PROBLEM REQUIREMENTS: Write out every entry exactly as it stands.

GIVEN RECORDS:
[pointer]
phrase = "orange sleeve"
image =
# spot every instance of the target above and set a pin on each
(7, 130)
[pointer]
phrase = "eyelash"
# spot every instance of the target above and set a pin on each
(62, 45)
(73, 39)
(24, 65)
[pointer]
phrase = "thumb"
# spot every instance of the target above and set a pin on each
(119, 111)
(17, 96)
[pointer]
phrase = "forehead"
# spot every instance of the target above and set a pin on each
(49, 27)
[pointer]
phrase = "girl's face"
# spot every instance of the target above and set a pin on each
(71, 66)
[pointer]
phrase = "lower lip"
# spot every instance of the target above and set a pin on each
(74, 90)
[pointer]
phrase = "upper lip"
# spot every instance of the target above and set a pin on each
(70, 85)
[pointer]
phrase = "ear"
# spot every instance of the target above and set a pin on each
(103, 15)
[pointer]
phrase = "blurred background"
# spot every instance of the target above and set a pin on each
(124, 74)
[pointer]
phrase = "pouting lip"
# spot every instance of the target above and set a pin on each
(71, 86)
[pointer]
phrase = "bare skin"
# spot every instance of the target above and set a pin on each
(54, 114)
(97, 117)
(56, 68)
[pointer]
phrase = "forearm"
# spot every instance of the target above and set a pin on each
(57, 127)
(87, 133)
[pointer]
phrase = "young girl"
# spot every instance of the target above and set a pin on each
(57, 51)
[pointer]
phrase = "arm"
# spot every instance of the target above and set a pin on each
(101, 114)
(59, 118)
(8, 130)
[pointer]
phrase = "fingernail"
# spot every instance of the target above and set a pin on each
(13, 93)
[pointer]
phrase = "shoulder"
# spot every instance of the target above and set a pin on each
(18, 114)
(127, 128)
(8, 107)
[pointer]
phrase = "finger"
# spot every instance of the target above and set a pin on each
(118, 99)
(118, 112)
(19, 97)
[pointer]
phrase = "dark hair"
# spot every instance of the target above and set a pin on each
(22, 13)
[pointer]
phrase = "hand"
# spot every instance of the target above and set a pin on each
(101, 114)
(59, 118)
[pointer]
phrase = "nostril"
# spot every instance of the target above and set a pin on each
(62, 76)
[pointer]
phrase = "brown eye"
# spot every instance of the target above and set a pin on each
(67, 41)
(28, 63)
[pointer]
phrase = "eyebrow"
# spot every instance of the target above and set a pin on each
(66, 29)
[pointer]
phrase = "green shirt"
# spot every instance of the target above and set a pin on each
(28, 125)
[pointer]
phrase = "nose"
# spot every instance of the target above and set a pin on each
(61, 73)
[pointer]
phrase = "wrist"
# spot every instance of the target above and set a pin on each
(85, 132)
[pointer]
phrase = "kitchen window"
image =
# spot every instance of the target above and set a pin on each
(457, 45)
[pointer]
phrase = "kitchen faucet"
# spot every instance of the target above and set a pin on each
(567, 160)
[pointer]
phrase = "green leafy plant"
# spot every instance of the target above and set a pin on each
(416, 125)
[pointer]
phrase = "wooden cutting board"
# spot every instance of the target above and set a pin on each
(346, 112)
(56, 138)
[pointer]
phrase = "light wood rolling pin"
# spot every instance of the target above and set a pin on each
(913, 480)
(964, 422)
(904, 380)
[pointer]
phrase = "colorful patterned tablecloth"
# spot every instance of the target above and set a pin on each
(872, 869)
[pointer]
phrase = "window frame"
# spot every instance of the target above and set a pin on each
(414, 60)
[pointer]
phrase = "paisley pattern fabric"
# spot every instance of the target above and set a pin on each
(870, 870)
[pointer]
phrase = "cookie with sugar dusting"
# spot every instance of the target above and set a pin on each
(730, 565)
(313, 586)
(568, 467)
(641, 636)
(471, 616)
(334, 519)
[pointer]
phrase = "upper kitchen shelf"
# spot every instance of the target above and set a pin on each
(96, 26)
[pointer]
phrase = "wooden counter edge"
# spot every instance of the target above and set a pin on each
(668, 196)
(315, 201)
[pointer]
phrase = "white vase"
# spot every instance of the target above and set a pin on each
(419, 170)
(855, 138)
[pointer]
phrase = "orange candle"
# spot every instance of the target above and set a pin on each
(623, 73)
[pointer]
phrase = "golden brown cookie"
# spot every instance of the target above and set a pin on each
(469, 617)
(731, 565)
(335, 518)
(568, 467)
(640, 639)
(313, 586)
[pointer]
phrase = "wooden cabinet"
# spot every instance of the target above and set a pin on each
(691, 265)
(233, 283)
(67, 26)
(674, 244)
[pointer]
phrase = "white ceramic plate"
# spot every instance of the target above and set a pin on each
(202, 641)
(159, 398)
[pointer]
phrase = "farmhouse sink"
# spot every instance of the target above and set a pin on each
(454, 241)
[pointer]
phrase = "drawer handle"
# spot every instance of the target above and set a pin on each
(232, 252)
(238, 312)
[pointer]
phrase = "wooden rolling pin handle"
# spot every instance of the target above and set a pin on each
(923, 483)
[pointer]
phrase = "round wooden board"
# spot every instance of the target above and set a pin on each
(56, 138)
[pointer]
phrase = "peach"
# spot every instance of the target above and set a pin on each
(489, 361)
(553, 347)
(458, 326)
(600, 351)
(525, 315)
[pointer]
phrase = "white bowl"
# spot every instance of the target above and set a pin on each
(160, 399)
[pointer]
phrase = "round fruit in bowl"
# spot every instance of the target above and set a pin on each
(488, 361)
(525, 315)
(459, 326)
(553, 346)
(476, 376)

IN RESPONSE:
[pointer]
phrase = "orange sleeve"
image =
# spot every instance of the target above and set a pin on each
(7, 130)
[pointer]
phrase = "eyelash"
# spot every instance of the target above and set a pin on each
(62, 45)
(73, 39)
(24, 65)
[pointer]
phrase = "thumb"
# spot every instance of the target above and set a pin on each
(119, 111)
(17, 96)
[pointer]
phrase = "forehead"
# spot every instance of the target above and set a pin on each
(49, 27)
[pointer]
phrase = "girl's face"
# spot every instance of the target above and set a pin on each
(71, 66)
[pointer]
phrase = "lower lip"
# spot every instance of the target above and set a pin on each
(74, 90)
[pointer]
phrase = "upper lip"
# spot every instance of the target above and set a pin on each
(70, 85)
[pointer]
phrase = "ear"
# spot every instance of the target above and set a pin on each
(103, 15)
[pointer]
phrase = "blurred background"
# spot every instance of the target above and set a pin on each
(124, 74)
[pointer]
phrase = "pouting lip"
# spot every instance of the target above and set a pin on each
(71, 86)
[pointer]
phrase = "bare skin"
# spot every instance of the target above and set a pin on each
(54, 114)
(97, 117)
(56, 68)
[pointer]
phrase = "forearm"
# spot every instance of the target above and set a pin on each
(57, 127)
(87, 133)
[pointer]
phrase = "young girl"
# spot every instance of the target above and set a pin on each
(57, 51)
[pointer]
phrase = "arm"
# spot every instance of the target above and set a pin on each
(101, 114)
(59, 118)
(8, 130)
[pointer]
phrase = "fingernail"
# spot every instance of the target above and set a pin on each
(13, 93)
[pointer]
phrase = "shoulder"
# spot every instance of the target above and set a pin on each
(18, 114)
(127, 128)
(8, 107)
[pointer]
phrase = "finger"
# spot every instance of the target above and set a pin on each
(118, 99)
(118, 112)
(19, 97)
[pointer]
phrase = "dark hair"
# spot every instance of the target above and set a pin on each
(22, 13)
[pointer]
phrase = "hand"
# spot every instance of the target above and set a pin on each
(101, 114)
(59, 118)
[pointer]
phrase = "nostril"
# spot every instance of the target above and set a pin on each
(62, 76)
[pointer]
phrase = "brown eye"
# spot every instance of the target above and set a pin on each
(67, 41)
(28, 63)
[pointer]
phrase = "eyebrow"
# spot every instance of the target above and set a pin on each
(66, 29)
[pointer]
phrase = "green shirt"
# spot every instance of the target above and set a pin on each
(28, 125)
[pointer]
phrase = "nose"
# spot every instance of the target above and set a pin on each
(61, 73)
[pointer]
phrase = "wrist"
# spot every instance of the target above and set a pin on each
(85, 132)
[pointer]
phrase = "kitchen window"
image =
# spot every instance of the target above and set a pin on each
(457, 45)
[pointer]
phrase = "kitchen faucet"
# spot every instance of the target above and set a pin on each
(567, 160)
[pointer]
phrase = "green leafy plant"
# spot every instance of the target above and set a pin on each
(416, 125)
[pointer]
phrase = "wooden cutting board"
# spot every instance of the target above and set a pin on each
(346, 112)
(56, 138)
[pointer]
phrase = "light wood rolling pin"
# spot every instance of the target above and set a pin on each
(913, 480)
(964, 422)
(904, 380)
[pointer]
phrase = "colorful patterned tablecloth"
# spot every instance of the target above and set a pin on each
(872, 869)
[pointer]
phrase = "window frame"
# spot every instance of the target above and set a pin on each
(414, 60)
[pointer]
phrase = "paisley pattern fabric"
# spot every instance of the target above and set a pin on each
(870, 870)
[pointer]
phrase = "cookie with sugar dusting"
# spot every instance of the target above and set a pin on each
(730, 565)
(313, 586)
(568, 467)
(641, 636)
(471, 616)
(334, 519)
[pointer]
phrase = "upper kitchen shelf"
# spot every instance of the target above and set a pin on each
(96, 26)
[pointer]
phrase = "wooden counter edge"
# spot every instance of the target above and set a pin on each
(668, 196)
(315, 201)
[pointer]
phrase = "white vase"
# spot every instance of the target above and set a pin on each
(419, 170)
(855, 138)
[pointer]
phrase = "orange candle"
# spot every instance of the target above and set a pin on each
(623, 73)
[pointer]
phrase = "golden brown cookie"
# spot every instance of the target above and set a pin on each
(469, 617)
(731, 565)
(335, 518)
(568, 467)
(640, 639)
(313, 586)
[pointer]
phrase = "wooden cabinet"
# spot every instance of the target above and set a pin on each
(691, 265)
(233, 283)
(67, 26)
(674, 244)
[pointer]
phrase = "white ceramic plate"
# spot every instance of the target above and set a pin on each
(202, 641)
(159, 398)
[pointer]
phrase = "farmhouse sink"
# spot every instance of the target above and set a pin on each
(454, 241)
[pointer]
phrase = "drawer handle"
# spot every instance of the target above and set a pin on each
(232, 252)
(238, 312)
[pointer]
phrase = "wooden rolling pin handle"
# spot every instance of the target above and set a pin on each
(923, 483)
[pointer]
phrase = "round wooden board"
# spot every instance of the target above and set a pin on each
(56, 138)
[pointer]
phrase = "peach"
# spot every instance of the target above and set a pin on each
(489, 361)
(553, 347)
(458, 326)
(600, 351)
(525, 315)
[pointer]
phrase = "white bowl"
# spot every instance of the target above and set a pin on each
(160, 399)
[pointer]
phrase = "round fruit in bowl"
# spot every instance of the target above and set a pin on each
(488, 361)
(525, 315)
(459, 326)
(553, 346)
(476, 376)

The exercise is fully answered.